Job A. Rewrite the paragraph of the notes on knowledge distillation that begins "So we are using teachers’ labels" as a short list that keeps its main facts.
Job B. Transcribe the part of the notes on knowledge distillation starting at "He is mostly" and ending at "a beam search.".

Text block.
Understanding Knowledge Distillation in Neural Sequence Generation

Source: Deep Learning on Medium

Understanding Knowledge Distillation in Neural Sequence Generation — part 1

He is mostly about NLP → he is a natural language researcher → he had an internship at Microsoft and now works at Facebook.

Ongoing project on → working on natural language generation → generate text in many different ways → such as inserting words → this is not a typical way. (he focuses on multi-modal data such as text and audio etc)

Knowledge distillation is not a new thing → to train a smaller model → using a teacher’s model → rather than the hot topic → we use soft labeling. (this is interesting).

There is a temperature variable → and it seems like we need some searching method such as a beam search.

So we are using teachers’ labels → to train a smaller model → this actually works very well! → when we are doing model compression → but this model does not have any specifics on how to select the models.

Can this work in sequence generation as well? → this is not a classification problem → so he had to first work on what is non-autoregressive translation. (decoding step by step → this is strong → but this is slow.)

Implementation is slow and hard to do → NAT → does it at the same time and much faster. (this is worse)

So in practice, no one actually uses → NAT as it is → rather there are some modifications done in the framework. (both student and teacher is trained on the same data → the only difference is the label information).

He first started in the toy dataset → every single language is translated into three different languages. (and during the testing → the model chooses which language to translate → this is such an interesting and different approach)

So the multi-modal information has been learned by the model → this is very good. (this is an interesting problem for NLP → since there are multiple languages we can translate to → hence choosing the label is a task itself)

There are some mathematical measurements done → to know how much knowledge has been distilled.

As the number of parameters increases, → we are able to get much better results. (when they measured complexity of data → real data is really hard to learn compared to the label output by the teacher model)

Dataset excerpts.
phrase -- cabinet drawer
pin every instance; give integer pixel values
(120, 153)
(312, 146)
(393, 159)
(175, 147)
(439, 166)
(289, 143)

Answer A.
- A teacher model's labels are used to train a smaller model.
- This works very well for model compression.
- The approach gives no specifics on how to select the models.

Answer B.
He is mostly about NLP → he is a natural language researcher → he had an internship at Microsoft and now works at Facebook.

Ongoing project on → working on natural language generation → generate text in many different ways → such as inserting words → this is not a typical way. (he focuses on multi-modal data such as text and audio etc)

Knowledge distillation is not a new thing → to train a smaller model → using a teacher’s model → rather than the hot topic → we use soft labeling. (this is interesting).

There is a temperature variable → and it seems like we need some searching method such as a beam search.